------ Data for analysis ------

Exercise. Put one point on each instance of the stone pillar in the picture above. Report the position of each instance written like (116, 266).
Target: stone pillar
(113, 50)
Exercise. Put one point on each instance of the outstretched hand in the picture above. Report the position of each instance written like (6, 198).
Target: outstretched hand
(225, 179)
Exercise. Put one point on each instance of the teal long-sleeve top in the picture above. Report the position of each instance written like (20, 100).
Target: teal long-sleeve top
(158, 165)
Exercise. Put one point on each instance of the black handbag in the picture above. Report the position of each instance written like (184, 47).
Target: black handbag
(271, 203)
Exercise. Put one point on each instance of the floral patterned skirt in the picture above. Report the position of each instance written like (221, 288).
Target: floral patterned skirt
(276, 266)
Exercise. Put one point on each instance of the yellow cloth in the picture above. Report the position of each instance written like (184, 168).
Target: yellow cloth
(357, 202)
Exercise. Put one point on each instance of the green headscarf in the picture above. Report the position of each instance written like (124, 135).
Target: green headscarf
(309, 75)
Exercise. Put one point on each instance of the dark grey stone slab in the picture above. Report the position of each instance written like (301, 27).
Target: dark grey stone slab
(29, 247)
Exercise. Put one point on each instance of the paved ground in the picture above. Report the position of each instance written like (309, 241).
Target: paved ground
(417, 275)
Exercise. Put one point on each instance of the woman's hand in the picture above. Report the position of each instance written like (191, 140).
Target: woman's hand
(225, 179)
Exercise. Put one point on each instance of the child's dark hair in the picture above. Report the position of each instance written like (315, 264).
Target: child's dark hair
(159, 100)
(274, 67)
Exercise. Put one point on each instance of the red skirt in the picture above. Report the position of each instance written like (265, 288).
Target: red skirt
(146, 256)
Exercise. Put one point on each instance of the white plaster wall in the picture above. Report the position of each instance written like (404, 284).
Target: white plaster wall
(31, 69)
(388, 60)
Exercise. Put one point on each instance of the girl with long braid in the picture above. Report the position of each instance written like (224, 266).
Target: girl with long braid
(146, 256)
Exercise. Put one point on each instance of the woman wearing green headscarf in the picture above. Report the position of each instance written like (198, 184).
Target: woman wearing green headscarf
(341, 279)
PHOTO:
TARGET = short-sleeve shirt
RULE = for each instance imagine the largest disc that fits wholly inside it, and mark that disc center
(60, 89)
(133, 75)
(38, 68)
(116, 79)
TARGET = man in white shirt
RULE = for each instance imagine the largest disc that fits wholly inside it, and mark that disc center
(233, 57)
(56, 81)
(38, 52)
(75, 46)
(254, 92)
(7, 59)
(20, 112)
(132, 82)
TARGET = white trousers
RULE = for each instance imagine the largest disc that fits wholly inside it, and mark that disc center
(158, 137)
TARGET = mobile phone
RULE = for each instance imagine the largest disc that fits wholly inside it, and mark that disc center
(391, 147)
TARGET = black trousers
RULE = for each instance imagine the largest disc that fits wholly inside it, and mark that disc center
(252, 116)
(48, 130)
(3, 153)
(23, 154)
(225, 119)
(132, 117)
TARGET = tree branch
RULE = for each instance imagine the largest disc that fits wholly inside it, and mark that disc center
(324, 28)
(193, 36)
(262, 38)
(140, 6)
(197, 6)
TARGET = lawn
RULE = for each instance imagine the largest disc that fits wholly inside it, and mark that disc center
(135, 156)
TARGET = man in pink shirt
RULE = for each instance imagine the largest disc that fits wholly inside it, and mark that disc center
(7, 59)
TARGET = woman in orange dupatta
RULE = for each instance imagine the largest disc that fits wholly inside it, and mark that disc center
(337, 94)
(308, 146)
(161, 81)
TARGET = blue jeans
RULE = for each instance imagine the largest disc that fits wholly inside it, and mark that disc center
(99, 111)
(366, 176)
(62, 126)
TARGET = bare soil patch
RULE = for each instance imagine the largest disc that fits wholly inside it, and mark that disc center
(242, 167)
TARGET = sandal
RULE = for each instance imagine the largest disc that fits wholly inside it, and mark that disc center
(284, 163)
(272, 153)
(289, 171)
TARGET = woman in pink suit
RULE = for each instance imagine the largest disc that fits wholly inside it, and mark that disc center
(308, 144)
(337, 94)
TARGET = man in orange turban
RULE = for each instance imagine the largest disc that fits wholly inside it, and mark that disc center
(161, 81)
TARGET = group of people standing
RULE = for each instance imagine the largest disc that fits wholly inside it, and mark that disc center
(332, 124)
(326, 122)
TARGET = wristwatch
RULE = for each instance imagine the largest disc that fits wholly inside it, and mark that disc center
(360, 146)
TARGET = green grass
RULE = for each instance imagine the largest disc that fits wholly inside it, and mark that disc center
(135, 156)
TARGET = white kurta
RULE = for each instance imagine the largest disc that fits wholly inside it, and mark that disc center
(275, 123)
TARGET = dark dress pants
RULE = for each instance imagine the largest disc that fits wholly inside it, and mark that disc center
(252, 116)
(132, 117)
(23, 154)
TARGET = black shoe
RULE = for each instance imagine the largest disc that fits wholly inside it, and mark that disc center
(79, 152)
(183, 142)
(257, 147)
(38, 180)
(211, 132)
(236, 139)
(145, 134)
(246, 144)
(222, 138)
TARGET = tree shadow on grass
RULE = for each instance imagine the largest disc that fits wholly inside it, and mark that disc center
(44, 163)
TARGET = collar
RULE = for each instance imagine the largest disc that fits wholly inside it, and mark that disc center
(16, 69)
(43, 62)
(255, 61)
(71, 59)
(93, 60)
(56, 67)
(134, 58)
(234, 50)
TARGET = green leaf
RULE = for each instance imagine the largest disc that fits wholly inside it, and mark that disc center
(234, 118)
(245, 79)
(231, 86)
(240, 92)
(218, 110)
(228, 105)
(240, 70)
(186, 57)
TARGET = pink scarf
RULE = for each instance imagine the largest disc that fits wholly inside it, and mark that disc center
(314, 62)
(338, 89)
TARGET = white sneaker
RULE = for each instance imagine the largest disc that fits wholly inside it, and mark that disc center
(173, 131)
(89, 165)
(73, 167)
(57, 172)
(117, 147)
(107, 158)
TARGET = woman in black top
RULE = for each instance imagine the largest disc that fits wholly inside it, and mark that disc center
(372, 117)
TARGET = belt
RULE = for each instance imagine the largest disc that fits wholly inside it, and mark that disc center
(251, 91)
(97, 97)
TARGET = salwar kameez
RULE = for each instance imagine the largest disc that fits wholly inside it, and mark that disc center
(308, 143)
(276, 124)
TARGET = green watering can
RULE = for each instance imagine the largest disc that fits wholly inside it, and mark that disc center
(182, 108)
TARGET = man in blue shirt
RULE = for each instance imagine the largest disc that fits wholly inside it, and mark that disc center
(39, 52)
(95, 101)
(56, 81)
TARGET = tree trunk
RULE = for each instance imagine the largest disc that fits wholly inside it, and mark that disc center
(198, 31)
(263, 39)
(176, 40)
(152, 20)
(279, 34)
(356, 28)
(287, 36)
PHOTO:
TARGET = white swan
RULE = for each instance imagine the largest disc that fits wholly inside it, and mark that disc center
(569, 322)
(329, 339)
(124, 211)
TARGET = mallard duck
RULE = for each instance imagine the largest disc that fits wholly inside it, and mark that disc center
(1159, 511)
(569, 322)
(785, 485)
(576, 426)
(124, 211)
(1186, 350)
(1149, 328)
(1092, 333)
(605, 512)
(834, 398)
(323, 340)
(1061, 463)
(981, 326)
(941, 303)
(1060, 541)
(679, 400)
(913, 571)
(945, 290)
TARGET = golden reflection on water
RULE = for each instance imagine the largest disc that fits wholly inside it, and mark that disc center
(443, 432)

------

Output the data exactly, so that every line matches the original.

» Written response
Exercise. Put one point on each instance of the stone pillar in the picture above. Report the position of each instance written like (116, 266).
Target: stone pillar
(113, 50)
Exercise. Put one point on each instance of the outstretched hand in the picture above. Report the position of each instance written like (6, 198).
Target: outstretched hand
(225, 179)
Exercise. Put one point on each instance of the teal long-sleeve top in the picture above. Report the position of each instance written like (20, 100).
Target: teal long-sleeve top
(158, 165)
Exercise. Put one point on each instance of the black handbag in the picture above. Report the position of each instance written like (184, 47).
Target: black handbag
(271, 203)
Exercise. Put one point on each instance of the floral patterned skirt in the picture above. Report the position of each instance written like (221, 288).
Target: floral patterned skirt
(276, 266)
Exercise. Put one point on each instance of the yellow cloth in the picture above. Report the position of each instance written like (184, 168).
Target: yellow cloth
(357, 202)
Exercise. Put one point on each instance of the green headscarf in the picture above. Report the position of each instance written like (124, 135).
Target: green headscarf
(309, 75)
Exercise. Put one point on each instance of the dark grey stone slab in the picture above. Report the position of each instance written like (301, 27).
Target: dark grey stone slab
(29, 247)
Exercise. Put one point on each instance of the paved ground in the picture above. Report the position of each instance written like (309, 241).
Target: paved ground
(417, 275)
Exercise. Put one point on each instance of the woman's hand in the picture above. Report the position of each instance written like (191, 140).
Target: woman's hand
(225, 179)
Exercise. Put one point on each instance of the child's dark hair in the picture above. Report the position of each instance written like (315, 264).
Target: child's dark hair
(159, 100)
(274, 67)
Exercise. Put one point on each instance of the red skirt in the picture above. Report the position of each instance written like (265, 288).
Target: red skirt
(146, 256)
Exercise. Put one point on each instance of the white plaster wall in the picture above. Report the position of each instance written like (404, 284).
Target: white plaster wall
(31, 69)
(388, 60)
Exercise. Put one point on each instance of the girl with long braid in the picture above. Report the position of each instance written like (224, 266).
Target: girl with long braid
(146, 256)
Exercise. Put one point on each instance of the woman wearing green headscarf in the picture above. Report the position of each instance written like (198, 184).
Target: woman wearing green headscarf
(341, 279)
PHOTO:
TARGET = short-sleeve shirt
RULE = for each instance imagine the largest disc that fits wholly inside it, and mark that disc center
(60, 89)
(133, 75)
(38, 68)
(116, 79)
TARGET = man in white shirt
RULE = for each instance imagine the largest disc that fits wholly inside it, and mark that disc center
(233, 57)
(56, 81)
(38, 52)
(75, 46)
(254, 92)
(7, 59)
(20, 112)
(132, 82)
TARGET = white trousers
RULE = for each instance imagine the largest disc that fits wholly inside it, and mark that disc center
(158, 137)
TARGET = mobile phone
RULE = for each instance imagine the largest disc that fits wholly inside it, and mark that disc center
(391, 147)
TARGET = black trousers
RULE = for each instance imagine the largest disc that fits wholly inside it, and mark that disc center
(252, 116)
(48, 130)
(3, 153)
(23, 154)
(225, 119)
(132, 117)
TARGET = tree branch
RULE = for each instance imagine the largest disc that fits wholly inside it, and mark that disc center
(324, 28)
(193, 36)
(262, 38)
(140, 6)
(197, 6)
TARGET = lawn
RULE = for each instance imagine the largest disc that fits wholly inside it, and mark that disc center
(135, 156)
TARGET = man in pink shirt
RULE = for each instance imagine the largest disc that fits wholly inside it, and mark that disc center
(7, 59)
TARGET = woman in orange dupatta
RULE = for each instance imagine the largest disc that fits wholly inside it, and mark that disc center
(337, 94)
(308, 146)
(161, 81)
TARGET = blue jeans
RULE = for each instance imagine the largest disc that fits wholly inside it, and mark that disc center
(99, 111)
(366, 176)
(62, 126)
TARGET = bare soil patch
RULE = for each instance imagine the largest disc that fits wholly inside it, and mark that disc center
(242, 167)
TARGET = sandal
RULE = for each instance imagine the largest disc that fits wholly inside it, and mark that disc center
(284, 163)
(272, 153)
(289, 171)
TARGET = woman in pink suit
RULE = for each instance imagine the largest disc that fits wholly inside it, and mark that disc center
(308, 144)
(337, 94)
TARGET = man in orange turban
RULE = for each instance imagine the largest disc that fits wholly inside it, and mark that disc center
(161, 81)
TARGET = group of people standing
RULE = for each instance imagine the largest disc that fits wholly inside it, and mark that disc center
(332, 124)
(326, 122)
TARGET = wristwatch
RULE = for each instance imagine the largest disc that fits wholly inside it, and mark that disc center
(360, 146)
TARGET = green grass
RULE = for each instance imagine the largest disc that fits wholly inside it, and mark that disc center
(135, 156)
TARGET = white kurta
RULE = for each instance imagine the largest disc that fits wholly inside it, and mark that disc center
(275, 123)
TARGET = dark dress pants
RULE = for each instance imagine the largest disc that fits wholly inside it, and mark that disc center
(252, 116)
(132, 117)
(23, 154)
TARGET = black shoe
RULE = for each instance imagine the largest disc that fits wholly inside it, and mark that disc center
(79, 152)
(183, 142)
(257, 147)
(38, 180)
(211, 132)
(236, 139)
(145, 134)
(246, 144)
(222, 138)
TARGET = tree shadow on grass
RULE = for each instance imagine the largest disc that fits wholly inside it, and mark that disc center
(44, 163)
TARGET = collar
RULE = for each instance imagine the largest disc that fits wholly inside it, and mark that disc center
(16, 69)
(43, 62)
(255, 61)
(71, 59)
(93, 60)
(56, 67)
(134, 58)
(234, 50)
TARGET = green leaf
RULE = for each instance imagine the largest disc that fits wholly inside it, and mark that disc center
(234, 118)
(245, 79)
(231, 86)
(240, 92)
(218, 110)
(228, 105)
(240, 70)
(186, 57)
TARGET = pink scarf
RULE = for each instance imagine the largest disc that fits wholly inside it, and mark that disc center
(314, 62)
(338, 89)
TARGET = white sneaker
RULE = for each instance imagine the largest disc that fits wholly inside it, and mark that disc center
(173, 131)
(89, 165)
(73, 167)
(57, 172)
(117, 147)
(107, 158)
TARGET = woman in black top
RULE = for each instance imagine the largest disc that fits wholly inside it, and mark that disc center
(372, 117)
TARGET = belt
RULE = for each instance imagine the largest disc that fits wholly inside it, and mark that disc center
(251, 91)
(97, 97)
TARGET = salwar kameez
RULE = for each instance imagine the largest disc that fits wholly inside it, and mark that disc center
(308, 143)
(276, 124)
TARGET = green watering can
RULE = for each instance imagine the largest disc that fits wholly inside it, and mark that disc center
(182, 108)
TARGET = man in blue shirt
RULE = for each instance imagine the largest disc that fits wholly inside it, and mark that disc center
(39, 52)
(95, 101)
(56, 81)
TARGET = tree trunk
RULE = for each instance imagine the largest disc that fits wholly inside it, and mark that disc center
(198, 31)
(263, 39)
(176, 40)
(152, 20)
(279, 34)
(356, 28)
(287, 36)
PHOTO:
TARGET = white swan
RULE = for each instance imagine the largest disc that fits wholly inside it, and mark that disc center
(569, 322)
(329, 339)
(124, 211)
TARGET = mallard duck
RULE = for each instance imagine the largest disc that fits wholly inside it, and mark that disc center
(1159, 511)
(569, 322)
(785, 485)
(576, 426)
(124, 211)
(1186, 350)
(1149, 328)
(1092, 333)
(605, 512)
(834, 398)
(323, 340)
(1061, 463)
(981, 326)
(941, 303)
(1060, 541)
(679, 400)
(913, 571)
(945, 290)
TARGET = golden reflection on water
RULE = for each instance imagine the largest disc that fits wholly inside it, and mark that disc center
(443, 432)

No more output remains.